***** Materials provided

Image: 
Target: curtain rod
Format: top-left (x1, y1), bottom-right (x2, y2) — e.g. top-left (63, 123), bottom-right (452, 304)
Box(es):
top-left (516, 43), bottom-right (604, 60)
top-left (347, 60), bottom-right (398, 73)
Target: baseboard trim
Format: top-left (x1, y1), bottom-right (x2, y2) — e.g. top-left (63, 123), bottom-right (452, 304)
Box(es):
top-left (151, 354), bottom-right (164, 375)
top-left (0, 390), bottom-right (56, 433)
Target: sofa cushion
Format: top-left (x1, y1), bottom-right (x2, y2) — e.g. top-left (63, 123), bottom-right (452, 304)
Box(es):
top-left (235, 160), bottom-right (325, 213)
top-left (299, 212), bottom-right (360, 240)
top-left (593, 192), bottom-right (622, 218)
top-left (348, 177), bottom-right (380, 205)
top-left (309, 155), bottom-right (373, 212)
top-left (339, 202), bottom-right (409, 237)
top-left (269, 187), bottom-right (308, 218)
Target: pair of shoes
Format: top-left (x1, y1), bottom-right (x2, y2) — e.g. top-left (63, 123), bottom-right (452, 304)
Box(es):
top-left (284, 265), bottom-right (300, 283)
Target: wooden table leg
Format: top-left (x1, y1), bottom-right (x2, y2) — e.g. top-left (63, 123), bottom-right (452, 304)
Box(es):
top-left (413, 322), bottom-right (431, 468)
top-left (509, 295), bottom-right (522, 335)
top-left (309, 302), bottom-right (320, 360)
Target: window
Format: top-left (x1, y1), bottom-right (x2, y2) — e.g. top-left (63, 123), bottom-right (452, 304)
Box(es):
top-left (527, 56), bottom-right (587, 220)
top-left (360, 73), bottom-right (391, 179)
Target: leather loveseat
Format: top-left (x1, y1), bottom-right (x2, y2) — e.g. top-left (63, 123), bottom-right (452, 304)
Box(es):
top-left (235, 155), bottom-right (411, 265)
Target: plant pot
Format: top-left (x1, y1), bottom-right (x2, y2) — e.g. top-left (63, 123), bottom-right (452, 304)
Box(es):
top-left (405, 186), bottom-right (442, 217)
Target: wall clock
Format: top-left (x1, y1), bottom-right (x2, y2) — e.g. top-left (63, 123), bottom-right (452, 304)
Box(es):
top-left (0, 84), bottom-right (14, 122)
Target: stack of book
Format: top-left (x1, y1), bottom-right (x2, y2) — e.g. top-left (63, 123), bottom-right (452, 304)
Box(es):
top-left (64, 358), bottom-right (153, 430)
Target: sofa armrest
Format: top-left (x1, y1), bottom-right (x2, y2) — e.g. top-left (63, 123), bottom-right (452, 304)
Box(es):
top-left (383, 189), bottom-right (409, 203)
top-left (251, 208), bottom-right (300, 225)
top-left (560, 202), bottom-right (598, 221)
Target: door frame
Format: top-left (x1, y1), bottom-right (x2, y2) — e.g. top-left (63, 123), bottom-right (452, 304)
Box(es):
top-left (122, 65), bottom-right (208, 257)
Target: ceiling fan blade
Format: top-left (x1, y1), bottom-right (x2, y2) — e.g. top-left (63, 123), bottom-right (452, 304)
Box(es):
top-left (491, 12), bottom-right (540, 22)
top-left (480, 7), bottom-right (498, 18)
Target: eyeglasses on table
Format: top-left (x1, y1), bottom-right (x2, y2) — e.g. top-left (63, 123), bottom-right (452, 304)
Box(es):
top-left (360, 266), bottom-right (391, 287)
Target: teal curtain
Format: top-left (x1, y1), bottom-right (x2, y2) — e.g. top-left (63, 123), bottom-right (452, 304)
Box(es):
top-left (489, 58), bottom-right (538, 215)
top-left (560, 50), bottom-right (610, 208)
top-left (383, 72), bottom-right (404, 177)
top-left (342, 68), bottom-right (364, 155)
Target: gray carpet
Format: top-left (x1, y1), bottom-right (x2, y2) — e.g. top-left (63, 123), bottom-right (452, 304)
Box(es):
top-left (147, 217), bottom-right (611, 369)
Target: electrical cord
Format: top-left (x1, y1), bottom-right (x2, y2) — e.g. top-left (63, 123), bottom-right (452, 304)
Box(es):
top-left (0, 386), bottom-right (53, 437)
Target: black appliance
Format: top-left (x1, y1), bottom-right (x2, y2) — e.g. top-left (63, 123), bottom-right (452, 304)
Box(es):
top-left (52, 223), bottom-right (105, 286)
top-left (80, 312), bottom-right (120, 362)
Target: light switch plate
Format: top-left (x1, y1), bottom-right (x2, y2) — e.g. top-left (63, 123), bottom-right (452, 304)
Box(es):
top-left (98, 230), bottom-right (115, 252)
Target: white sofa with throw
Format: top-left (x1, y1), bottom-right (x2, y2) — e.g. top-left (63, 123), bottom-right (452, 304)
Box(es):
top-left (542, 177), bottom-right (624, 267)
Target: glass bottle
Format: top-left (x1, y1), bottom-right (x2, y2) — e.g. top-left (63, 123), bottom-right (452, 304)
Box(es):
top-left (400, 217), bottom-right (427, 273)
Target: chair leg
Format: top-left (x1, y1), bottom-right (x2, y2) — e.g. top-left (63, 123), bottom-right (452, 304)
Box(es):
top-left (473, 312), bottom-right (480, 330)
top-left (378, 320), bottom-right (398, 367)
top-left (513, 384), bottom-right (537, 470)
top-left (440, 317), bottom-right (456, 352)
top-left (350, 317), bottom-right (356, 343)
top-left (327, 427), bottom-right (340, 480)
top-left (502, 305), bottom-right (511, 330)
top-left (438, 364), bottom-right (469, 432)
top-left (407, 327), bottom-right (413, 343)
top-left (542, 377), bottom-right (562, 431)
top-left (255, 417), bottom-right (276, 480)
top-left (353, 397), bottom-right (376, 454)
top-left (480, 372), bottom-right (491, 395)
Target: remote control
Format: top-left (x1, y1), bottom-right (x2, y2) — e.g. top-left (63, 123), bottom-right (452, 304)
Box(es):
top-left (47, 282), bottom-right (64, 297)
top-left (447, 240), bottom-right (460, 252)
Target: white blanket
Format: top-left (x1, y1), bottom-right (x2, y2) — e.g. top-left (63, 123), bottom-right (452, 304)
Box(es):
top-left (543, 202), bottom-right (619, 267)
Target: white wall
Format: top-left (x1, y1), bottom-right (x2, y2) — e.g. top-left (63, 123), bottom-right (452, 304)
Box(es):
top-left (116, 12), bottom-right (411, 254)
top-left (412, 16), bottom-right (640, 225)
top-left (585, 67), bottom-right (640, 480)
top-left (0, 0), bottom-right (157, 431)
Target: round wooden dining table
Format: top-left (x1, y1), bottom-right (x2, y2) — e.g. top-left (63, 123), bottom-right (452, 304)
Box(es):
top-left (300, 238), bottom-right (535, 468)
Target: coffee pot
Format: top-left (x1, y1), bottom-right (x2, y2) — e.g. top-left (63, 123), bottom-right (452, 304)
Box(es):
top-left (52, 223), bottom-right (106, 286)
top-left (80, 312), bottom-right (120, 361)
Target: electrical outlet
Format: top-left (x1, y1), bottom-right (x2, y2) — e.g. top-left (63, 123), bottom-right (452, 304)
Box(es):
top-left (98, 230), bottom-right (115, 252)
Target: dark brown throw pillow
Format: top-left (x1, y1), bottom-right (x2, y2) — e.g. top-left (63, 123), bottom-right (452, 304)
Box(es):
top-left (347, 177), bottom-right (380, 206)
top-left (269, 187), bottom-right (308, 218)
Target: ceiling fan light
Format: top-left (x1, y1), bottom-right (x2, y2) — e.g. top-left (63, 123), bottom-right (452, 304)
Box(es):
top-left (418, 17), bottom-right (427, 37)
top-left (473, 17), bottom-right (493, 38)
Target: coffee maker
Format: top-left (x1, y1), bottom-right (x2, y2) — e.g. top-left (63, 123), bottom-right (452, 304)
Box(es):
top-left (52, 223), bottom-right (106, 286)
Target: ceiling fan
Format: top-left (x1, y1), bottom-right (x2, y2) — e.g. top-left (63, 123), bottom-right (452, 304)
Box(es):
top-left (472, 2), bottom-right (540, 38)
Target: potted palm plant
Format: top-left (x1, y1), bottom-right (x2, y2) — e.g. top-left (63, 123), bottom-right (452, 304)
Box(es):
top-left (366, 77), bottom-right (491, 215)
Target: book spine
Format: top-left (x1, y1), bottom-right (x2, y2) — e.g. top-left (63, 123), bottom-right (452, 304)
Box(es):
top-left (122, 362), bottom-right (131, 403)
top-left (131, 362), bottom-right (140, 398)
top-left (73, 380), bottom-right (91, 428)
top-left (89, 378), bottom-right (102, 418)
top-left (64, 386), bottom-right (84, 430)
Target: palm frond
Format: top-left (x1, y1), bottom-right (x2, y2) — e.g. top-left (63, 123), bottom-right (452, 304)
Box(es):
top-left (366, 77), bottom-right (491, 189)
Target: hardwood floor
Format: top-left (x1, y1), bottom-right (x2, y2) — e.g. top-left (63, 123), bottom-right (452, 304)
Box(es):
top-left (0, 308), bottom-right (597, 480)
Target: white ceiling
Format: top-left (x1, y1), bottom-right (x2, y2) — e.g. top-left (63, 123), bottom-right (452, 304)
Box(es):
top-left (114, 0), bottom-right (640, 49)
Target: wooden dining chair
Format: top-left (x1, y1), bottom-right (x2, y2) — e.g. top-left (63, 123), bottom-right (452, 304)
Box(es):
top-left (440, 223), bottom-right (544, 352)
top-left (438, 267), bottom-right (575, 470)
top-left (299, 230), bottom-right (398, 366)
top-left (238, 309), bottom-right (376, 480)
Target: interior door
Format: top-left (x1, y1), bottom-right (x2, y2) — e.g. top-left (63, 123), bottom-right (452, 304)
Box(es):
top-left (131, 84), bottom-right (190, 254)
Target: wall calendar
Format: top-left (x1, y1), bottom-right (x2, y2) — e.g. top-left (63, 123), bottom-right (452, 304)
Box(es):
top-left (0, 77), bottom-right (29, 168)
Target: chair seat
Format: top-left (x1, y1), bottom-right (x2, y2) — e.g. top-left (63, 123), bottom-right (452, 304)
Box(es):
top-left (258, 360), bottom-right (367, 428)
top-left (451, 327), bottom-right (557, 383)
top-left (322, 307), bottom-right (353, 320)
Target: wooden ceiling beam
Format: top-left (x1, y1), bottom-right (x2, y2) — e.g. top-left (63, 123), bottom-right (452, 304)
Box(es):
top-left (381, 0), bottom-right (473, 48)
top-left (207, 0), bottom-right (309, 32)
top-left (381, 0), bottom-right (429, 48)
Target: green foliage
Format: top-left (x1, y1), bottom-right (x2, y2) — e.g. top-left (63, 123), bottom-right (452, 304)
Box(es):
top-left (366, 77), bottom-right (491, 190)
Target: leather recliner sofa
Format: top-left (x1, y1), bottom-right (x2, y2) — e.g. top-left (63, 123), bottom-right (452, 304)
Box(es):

**********
***** Materials provided

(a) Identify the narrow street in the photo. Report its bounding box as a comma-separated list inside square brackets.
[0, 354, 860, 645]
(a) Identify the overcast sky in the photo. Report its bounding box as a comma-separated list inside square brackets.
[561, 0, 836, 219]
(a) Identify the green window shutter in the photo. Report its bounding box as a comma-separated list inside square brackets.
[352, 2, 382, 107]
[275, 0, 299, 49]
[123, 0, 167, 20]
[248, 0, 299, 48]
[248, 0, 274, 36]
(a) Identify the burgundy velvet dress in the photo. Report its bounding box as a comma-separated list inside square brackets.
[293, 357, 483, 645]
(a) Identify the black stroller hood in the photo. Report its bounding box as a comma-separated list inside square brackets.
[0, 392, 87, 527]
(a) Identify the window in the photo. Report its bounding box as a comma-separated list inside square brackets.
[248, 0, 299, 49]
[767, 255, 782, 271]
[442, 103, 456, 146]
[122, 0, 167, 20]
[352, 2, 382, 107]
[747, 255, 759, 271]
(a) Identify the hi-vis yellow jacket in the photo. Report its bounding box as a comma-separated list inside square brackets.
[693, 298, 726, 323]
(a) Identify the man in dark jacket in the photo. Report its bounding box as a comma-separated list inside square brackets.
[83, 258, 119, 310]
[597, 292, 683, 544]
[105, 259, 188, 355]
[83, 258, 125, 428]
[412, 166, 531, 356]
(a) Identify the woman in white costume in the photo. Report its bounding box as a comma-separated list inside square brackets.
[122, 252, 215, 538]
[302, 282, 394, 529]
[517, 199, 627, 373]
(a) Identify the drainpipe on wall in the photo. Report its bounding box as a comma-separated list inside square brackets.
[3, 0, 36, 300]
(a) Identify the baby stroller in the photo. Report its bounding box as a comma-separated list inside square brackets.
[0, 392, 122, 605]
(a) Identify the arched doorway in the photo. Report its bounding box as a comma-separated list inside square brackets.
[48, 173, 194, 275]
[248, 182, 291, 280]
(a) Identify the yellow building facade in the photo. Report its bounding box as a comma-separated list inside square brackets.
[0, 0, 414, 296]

**********

* What you are asked to do
Can you copy out the data above word for word, from the line with "Target: gray carpet" to the line with "top-left (0, 386), bottom-right (53, 437)", including both of those lines?

* Exercise result
Target: gray carpet
Format: top-left (x1, y1), bottom-right (x2, y2) — e.g. top-left (63, 123), bottom-right (452, 304)
Box(es):
top-left (147, 217), bottom-right (611, 369)
Target: electrical cord
Format: top-left (x1, y1), bottom-right (x2, y2) — e.g. top-left (63, 123), bottom-right (452, 304)
Box(es):
top-left (0, 386), bottom-right (53, 437)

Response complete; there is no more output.